* Start Data supplied *

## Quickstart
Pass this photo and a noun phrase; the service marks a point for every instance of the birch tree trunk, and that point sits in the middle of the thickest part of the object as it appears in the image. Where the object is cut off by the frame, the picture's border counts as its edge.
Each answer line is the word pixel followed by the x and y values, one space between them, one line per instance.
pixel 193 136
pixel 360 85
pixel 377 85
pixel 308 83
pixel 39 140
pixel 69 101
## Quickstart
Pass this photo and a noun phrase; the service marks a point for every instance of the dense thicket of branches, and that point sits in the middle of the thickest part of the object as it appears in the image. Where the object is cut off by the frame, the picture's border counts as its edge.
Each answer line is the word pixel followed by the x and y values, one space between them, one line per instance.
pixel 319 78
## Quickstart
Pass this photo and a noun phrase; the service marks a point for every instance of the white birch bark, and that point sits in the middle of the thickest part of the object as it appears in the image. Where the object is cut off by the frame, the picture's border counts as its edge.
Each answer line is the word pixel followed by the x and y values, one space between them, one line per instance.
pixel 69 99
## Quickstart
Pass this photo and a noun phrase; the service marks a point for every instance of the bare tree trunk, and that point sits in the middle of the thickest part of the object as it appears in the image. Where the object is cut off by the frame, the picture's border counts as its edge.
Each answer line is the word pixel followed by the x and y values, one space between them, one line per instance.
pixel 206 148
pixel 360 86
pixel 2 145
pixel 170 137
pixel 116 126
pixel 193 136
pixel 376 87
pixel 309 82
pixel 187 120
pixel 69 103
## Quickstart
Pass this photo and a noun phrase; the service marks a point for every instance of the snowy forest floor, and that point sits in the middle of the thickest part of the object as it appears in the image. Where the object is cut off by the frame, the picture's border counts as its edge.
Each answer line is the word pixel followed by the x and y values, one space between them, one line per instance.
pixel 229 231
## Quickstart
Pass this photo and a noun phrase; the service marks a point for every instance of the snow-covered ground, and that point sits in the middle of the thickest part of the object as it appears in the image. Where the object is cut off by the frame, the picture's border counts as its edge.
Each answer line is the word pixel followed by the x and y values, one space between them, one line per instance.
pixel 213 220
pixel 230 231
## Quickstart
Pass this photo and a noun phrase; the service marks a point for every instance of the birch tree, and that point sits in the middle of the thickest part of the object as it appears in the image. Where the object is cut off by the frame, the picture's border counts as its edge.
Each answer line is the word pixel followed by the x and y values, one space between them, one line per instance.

* End Data supplied *

[Written request]
Write out every line of the material again, exactly as it reads.

[Written reply]
## Quickstart
Pass this photo and a noun phrase; the service marks a point for every instance of the birch tree trunk, and that point sits in the middle of the thickest part of the object as it appears in the image. Where the object is cut off by the frame, the picture's border counts as its edge.
Each answer line is the word pixel followed by the x and y values, one space between them, one line per instance.
pixel 193 136
pixel 360 85
pixel 377 85
pixel 308 83
pixel 39 140
pixel 69 101
## Quickstart
Pass this photo and a noun phrase; the service marks a point for every instance of the dense thicket of branches, and that point sits in the middle of the thickest part of the object as it appears in the image. Where the object is cut off by the frame, the picture's border counts as its edge.
Each answer line is the word pixel followed by the x and y values, one space between them, one line per instance.
pixel 319 78
## Quickstart
Pass this photo and a noun phrase; the service marks a point for every instance of the white birch bark, and that point sits in the middle of the thickest part of the object as it appears in the image. Where the object is cut off by the frame, the picture's border counts as its edge.
Each answer line is the word pixel followed by the x and y values, one space between them, one line per instance.
pixel 69 99
## Quickstart
Pass this photo and a noun phrase; the service marks a point for every instance of the bare tree trunk, and that point sits in the middle of the thickest part of the object as it appears in the image. Where the object is cut off by the frame, the picture's border counts as its edge.
Each answer line is the word pixel followed by the x and y values, one space between them, one line per instance.
pixel 206 148
pixel 360 86
pixel 2 145
pixel 170 137
pixel 116 126
pixel 193 136
pixel 376 87
pixel 309 82
pixel 187 120
pixel 69 103
## Quickstart
Pass this photo and a noun phrase; the service marks a point for every instance of the snowy forest floor, and that point sits in the middle of the thickest part of the object as it appears in the image. Where the object is cut off by the frame, the picture's border counts as its edge.
Each answer line is the word pixel followed by the x and y values, one space between them, one line per instance.
pixel 229 231
## Quickstart
Pass this photo and a noun phrase; the service marks a point for every instance of the snow-covered ground, and that point sits in the middle of the thickest part of the object as it appears in the image. Where the object is cut off by the frame, the picture's border counts as its edge.
Each answer line is the word pixel followed by the x and y values, one space between them, one line per instance.
pixel 213 220
pixel 230 231
## Quickstart
Pass this photo and a noun phrase; the service marks a point for every instance of the birch tree, and that point sits in the middle of the thickest part of the object as it appears in the image. Where the object is cut off by the frame, the picture's border counts as its edge.
Each answer line is the word pixel followed by the x and y values, one space between them, one line per instance.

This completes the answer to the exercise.